— Begin Exercise data —
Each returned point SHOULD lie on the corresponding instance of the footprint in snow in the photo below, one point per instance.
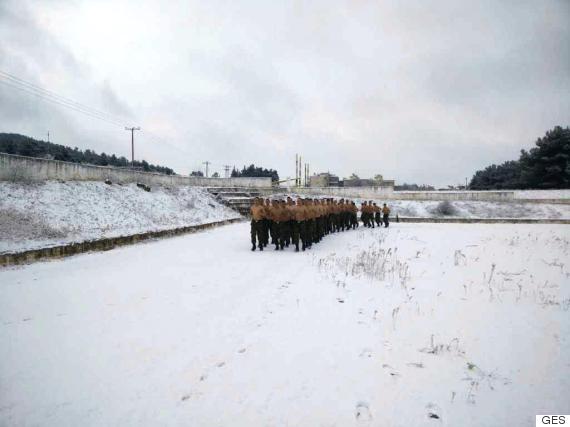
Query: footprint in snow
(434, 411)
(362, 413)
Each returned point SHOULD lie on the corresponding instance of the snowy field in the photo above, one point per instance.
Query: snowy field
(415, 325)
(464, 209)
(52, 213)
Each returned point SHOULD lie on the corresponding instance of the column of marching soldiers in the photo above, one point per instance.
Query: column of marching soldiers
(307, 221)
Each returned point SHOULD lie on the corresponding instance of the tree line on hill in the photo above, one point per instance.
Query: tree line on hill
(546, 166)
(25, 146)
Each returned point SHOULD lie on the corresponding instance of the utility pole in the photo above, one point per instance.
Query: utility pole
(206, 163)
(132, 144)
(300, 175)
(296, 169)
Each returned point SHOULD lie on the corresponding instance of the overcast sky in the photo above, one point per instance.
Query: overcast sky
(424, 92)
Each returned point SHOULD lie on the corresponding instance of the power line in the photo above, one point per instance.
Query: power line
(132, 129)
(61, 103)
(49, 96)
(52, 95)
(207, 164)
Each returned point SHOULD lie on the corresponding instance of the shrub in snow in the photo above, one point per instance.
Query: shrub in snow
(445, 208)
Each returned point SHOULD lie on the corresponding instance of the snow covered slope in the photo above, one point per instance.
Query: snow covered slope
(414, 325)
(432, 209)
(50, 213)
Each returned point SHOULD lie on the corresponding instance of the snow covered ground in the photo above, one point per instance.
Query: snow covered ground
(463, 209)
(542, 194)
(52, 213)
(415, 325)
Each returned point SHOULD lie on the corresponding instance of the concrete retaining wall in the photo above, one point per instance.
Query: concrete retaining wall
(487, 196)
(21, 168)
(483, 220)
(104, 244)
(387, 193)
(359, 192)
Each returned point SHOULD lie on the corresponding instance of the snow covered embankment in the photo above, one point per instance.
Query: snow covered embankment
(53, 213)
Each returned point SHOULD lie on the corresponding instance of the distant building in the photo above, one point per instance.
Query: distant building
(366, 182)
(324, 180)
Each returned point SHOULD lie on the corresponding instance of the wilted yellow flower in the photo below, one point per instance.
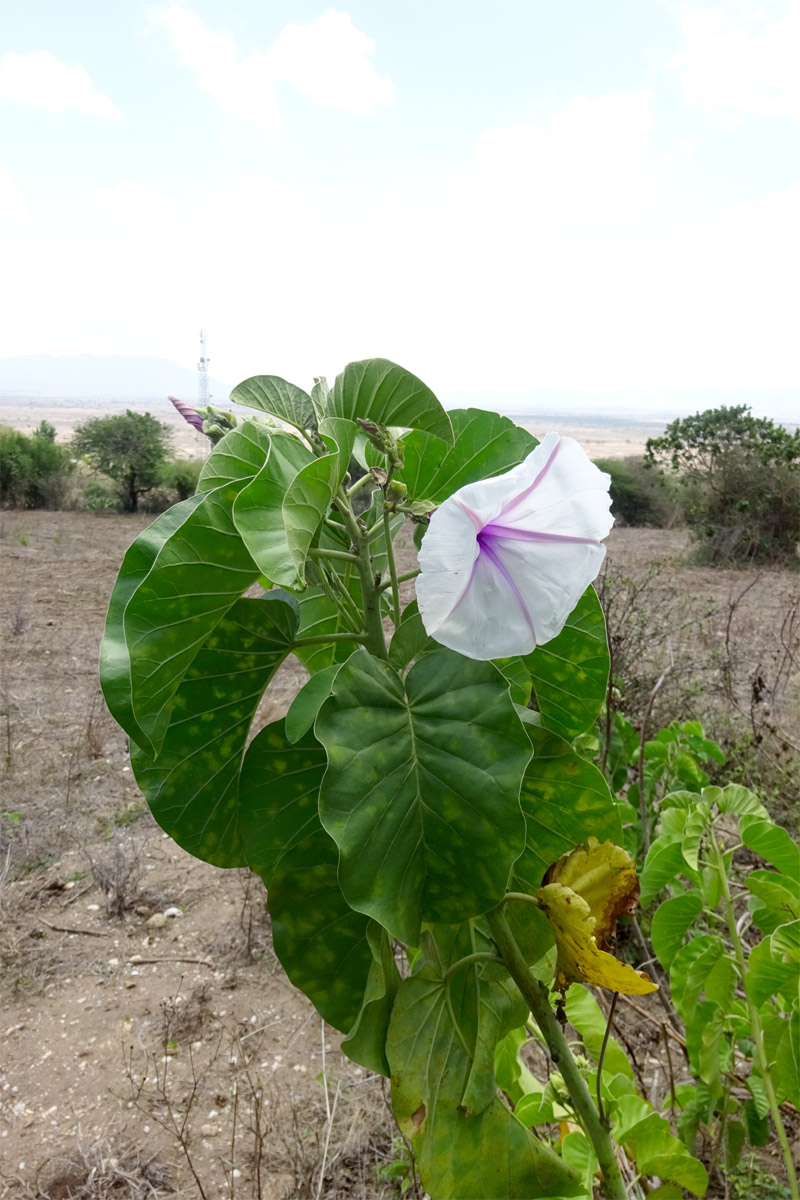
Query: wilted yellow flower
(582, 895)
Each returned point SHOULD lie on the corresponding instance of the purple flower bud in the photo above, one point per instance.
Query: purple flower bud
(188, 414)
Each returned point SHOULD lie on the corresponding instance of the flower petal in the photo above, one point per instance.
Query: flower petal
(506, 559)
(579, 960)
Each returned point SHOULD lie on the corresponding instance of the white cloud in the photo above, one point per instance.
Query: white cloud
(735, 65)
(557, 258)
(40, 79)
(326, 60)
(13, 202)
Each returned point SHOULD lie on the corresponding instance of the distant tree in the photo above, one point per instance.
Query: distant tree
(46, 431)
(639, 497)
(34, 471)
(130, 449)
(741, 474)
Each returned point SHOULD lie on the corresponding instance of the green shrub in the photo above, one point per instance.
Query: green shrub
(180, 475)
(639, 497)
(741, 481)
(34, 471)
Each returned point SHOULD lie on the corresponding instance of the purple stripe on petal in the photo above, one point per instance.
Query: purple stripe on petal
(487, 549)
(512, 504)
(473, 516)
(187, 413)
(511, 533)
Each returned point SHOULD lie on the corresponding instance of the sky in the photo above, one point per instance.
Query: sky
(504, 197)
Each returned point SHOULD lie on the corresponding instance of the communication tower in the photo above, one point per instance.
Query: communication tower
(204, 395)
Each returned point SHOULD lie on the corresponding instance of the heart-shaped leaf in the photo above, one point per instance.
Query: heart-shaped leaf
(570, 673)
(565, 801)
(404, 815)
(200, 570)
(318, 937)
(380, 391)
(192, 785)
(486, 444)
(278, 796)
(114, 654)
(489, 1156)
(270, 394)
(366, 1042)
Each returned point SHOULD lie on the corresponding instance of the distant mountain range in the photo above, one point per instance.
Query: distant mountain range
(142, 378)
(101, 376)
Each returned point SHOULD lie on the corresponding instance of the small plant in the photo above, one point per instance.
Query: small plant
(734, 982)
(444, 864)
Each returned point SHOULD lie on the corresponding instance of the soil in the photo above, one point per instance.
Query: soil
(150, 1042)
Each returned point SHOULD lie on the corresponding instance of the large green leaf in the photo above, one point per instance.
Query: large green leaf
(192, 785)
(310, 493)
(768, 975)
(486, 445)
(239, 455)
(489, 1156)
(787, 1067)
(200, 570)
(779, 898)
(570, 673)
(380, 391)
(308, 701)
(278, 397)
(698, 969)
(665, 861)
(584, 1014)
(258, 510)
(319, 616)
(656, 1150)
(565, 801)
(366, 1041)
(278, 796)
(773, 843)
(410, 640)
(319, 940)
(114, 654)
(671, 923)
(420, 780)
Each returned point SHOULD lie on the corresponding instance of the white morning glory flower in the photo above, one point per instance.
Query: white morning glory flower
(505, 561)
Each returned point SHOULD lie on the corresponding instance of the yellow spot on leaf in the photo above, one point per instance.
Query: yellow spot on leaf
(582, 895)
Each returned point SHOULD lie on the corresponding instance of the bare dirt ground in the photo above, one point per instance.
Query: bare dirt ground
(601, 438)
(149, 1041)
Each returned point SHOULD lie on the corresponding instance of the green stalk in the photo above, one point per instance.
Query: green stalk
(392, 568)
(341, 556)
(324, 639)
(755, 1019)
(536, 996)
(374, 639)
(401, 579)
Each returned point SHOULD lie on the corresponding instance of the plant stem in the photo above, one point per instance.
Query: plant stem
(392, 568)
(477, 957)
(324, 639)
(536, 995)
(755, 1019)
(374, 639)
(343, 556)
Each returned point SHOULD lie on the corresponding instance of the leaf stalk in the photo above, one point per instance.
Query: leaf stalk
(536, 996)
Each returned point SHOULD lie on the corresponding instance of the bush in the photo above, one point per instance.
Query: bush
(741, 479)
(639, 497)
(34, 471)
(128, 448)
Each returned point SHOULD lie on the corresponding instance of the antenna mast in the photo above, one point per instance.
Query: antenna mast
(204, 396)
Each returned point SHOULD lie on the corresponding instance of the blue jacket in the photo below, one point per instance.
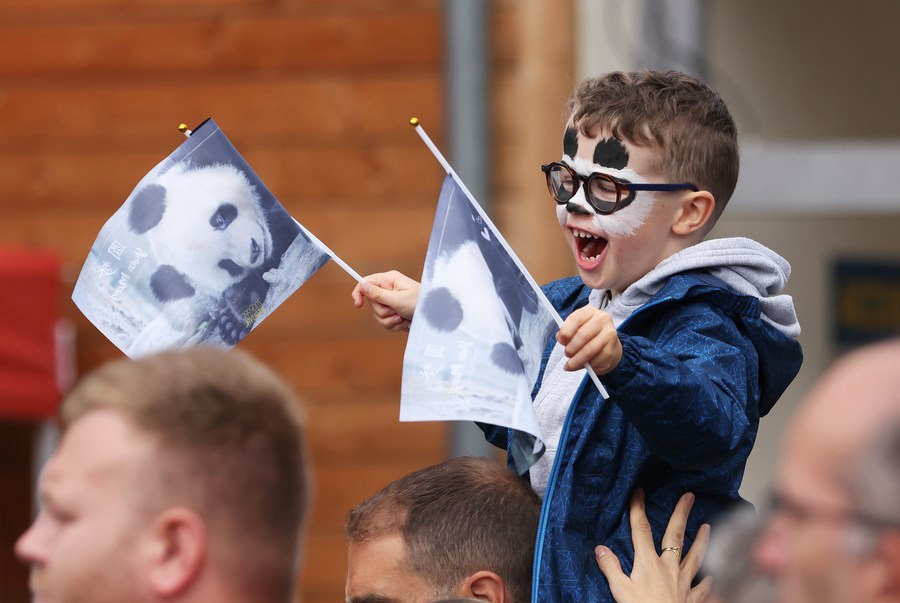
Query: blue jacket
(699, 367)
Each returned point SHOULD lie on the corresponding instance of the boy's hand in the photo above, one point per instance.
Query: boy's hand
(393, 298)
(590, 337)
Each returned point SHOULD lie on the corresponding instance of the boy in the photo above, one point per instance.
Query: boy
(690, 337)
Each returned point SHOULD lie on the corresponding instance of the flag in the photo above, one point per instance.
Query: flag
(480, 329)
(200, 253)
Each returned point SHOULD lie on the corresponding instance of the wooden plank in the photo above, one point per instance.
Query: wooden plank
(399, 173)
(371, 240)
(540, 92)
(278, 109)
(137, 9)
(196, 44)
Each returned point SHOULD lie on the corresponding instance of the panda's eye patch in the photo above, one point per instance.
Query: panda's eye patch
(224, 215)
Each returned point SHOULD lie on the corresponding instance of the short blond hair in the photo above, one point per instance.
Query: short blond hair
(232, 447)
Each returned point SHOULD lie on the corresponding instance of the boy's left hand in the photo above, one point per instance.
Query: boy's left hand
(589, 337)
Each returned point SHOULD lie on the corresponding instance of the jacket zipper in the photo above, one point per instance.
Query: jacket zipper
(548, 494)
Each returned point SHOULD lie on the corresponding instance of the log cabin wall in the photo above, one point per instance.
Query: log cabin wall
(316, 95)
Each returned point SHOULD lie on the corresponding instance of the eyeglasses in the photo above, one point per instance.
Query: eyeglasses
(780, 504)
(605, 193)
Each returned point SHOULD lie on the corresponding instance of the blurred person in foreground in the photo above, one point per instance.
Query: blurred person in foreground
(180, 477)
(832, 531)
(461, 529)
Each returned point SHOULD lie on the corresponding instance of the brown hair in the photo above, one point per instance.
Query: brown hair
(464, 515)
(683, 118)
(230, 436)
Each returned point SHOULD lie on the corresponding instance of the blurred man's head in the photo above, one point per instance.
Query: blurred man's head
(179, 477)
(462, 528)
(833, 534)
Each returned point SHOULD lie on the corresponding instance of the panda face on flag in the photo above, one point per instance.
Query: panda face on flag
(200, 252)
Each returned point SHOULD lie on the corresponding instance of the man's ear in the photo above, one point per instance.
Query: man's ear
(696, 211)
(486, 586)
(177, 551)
— End Exercise data —
Exercise prompt = Reproduce the stretch from the line containing "the purple flower" through the line containing "(366, 1042)", switching "white cloud" to "gray cloud" and keeping everything else the same.

Written solution =
Each returned point SHOULD lie on the corresponding instance of the purple flower bud in the photo above, one point per instance.
Query: purple flower bud
(188, 414)
Each returned point SHOULD lie on the corresponding instance of the flower petal in the photo above, one point per instance.
Query: flower petal
(506, 559)
(579, 960)
Each returned point SHOULD lie on the corresponding instance of the gray cloud in the photo above, one point per instance.
Query: gray cloud
(735, 65)
(557, 258)
(40, 79)
(326, 60)
(13, 202)
Each returned point SHOULD lie on the corresponding instance of the distant tree in the photo above, one point per instance.
Query: distant tree
(46, 431)
(639, 497)
(34, 471)
(130, 449)
(741, 474)
Each returned point SHOULD lie on the corresponding instance of the green shrub in the photo above, one point per instance.
Query: green shrub
(180, 475)
(639, 497)
(741, 481)
(34, 471)
Each returned point SHOULD lie on the corresponding instance of the purple stripe on petal in the photo above, one point per instance.
Query: purple stripe on petal
(487, 549)
(512, 504)
(473, 516)
(187, 413)
(511, 533)
Each returned point SHOULD lie on the corresponding instance of the sky in the photo above, one point per instance.
Query: sky
(504, 197)
Each returned point SHOULD lie on the corresponding instance of the communication tower in the photo above, one point per instance.
Query: communication tower
(204, 395)
Each returned point SHOULD lie on the corresponding instance of the heart-shaped leaf in the photo above, one point per instance.
Query: heart-shaped leaf
(570, 673)
(565, 801)
(404, 815)
(200, 570)
(318, 937)
(380, 391)
(192, 785)
(486, 444)
(278, 796)
(114, 654)
(489, 1156)
(270, 394)
(366, 1042)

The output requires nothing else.